I am planning on using Webalizer to analyze and graph our IIS logs, but because we have a server farm Webalizer requires me to make sure that all of the logs are in chronological order (or else it will start skipping results).
Our logs are stored gzipped so I started by unzipping everything to separate files and then I used LogParser 2.2 in order to merge those files. My LogParser command was:
LogParser.exe -i:iisw3c "select * into combinedLogFile.log from *.log order by date, time" -o:w3c
I probably don't need * but I do need most of the fields because Webalizer will need them. This works perfectly fine on some of my logs, however one of our server farm clusters generate a LOT of logs, we have 14 servers where each server's logs are (at least) 2.5 GB per day (each log is in a separate day). So when I try and merge these logs LogParser just crashes with a meaningless generic error.
I assumed it was a memory issue and so I tried a number of ways to try and minimize the memory.
I am using powershell to call LogParser and so I started to try and pipe the input using the standard Powershell piping. (This caused an OutOfMemoryException in Powershell (instead of LogParser) sooner than just using the files in any way I could do it).
What I finally ended up with is using multiple named pipes being called from a batch file call to "Cat" directly piping that into LogParser...and I got back to where I started when I was pre-zipping them.
We have other scripts that process these same log files and none of them have issues (although their output is generally smaller than this ones will be).
So I just want to know if you have any ideas about a better way to merge all of these files or some LogParser script that will work as the one I came up isn't sufficient.
P.S. I know I could probably write a merging program in .NET as all of the individual logs are already sorted and so I wouldn't need to read more than a few rows at a time but I am trying to avoid having to do that if possible.

Items from a data source
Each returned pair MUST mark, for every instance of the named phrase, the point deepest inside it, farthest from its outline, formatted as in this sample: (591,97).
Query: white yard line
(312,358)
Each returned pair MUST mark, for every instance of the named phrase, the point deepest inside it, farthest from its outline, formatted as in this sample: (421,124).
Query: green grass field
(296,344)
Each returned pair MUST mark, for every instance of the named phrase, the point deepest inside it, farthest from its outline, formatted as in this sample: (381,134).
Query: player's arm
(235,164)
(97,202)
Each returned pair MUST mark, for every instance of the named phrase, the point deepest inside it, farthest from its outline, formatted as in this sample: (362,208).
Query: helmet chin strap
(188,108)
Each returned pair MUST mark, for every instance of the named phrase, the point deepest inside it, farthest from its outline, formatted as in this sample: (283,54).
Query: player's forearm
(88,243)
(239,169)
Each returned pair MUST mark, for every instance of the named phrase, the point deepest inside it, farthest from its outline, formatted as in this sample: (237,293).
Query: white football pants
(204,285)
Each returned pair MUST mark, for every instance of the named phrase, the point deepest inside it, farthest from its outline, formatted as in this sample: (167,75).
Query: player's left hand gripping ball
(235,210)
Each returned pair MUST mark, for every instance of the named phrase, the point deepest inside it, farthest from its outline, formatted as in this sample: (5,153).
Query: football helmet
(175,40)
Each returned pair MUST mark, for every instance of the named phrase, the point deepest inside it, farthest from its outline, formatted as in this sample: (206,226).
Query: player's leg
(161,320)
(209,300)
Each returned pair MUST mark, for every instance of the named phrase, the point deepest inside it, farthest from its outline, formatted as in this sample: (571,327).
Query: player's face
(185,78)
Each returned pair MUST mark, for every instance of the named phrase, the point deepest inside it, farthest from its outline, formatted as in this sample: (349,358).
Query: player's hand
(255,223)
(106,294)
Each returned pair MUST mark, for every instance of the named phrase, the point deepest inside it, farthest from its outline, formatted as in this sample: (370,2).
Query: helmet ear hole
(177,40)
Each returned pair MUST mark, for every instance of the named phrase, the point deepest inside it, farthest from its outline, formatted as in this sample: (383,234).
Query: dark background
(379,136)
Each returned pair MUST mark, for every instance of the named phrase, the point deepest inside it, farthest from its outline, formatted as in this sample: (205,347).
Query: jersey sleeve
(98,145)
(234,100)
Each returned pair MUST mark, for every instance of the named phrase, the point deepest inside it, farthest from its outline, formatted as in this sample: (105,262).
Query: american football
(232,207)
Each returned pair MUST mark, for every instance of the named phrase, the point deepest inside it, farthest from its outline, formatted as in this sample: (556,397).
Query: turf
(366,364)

* [What to work on]
[A] Write out the part of the log-merging post that opens with the words containing "I assumed it" and closes with "ones will be).", substituting "script file" for "batch file".
[B] Collect every line of the listing that contains the string "player", counting only matches in the same case.

* [Full answers]
[A]
I assumed it was a memory issue and so I tried a number of ways to try and minimize the memory.
I am using powershell to call LogParser and so I started to try and pipe the input using the standard Powershell piping. (This caused an OutOfMemoryException in Powershell (instead of LogParser) sooner than just using the files in any way I could do it).
What I finally ended up with is using multiple named pipes being called from a script file call to "Cat" directly piping that into LogParser...and I got back to where I started when I was pre-zipping them.
We have other scripts that process these same log files and none of them have issues (although their output is generally smaller than this ones will be).

[B]
Query: player's arm
Query: player's forearm
Query: player's left hand gripping ball
Query: player's leg
Query: player's face
Query: player's hand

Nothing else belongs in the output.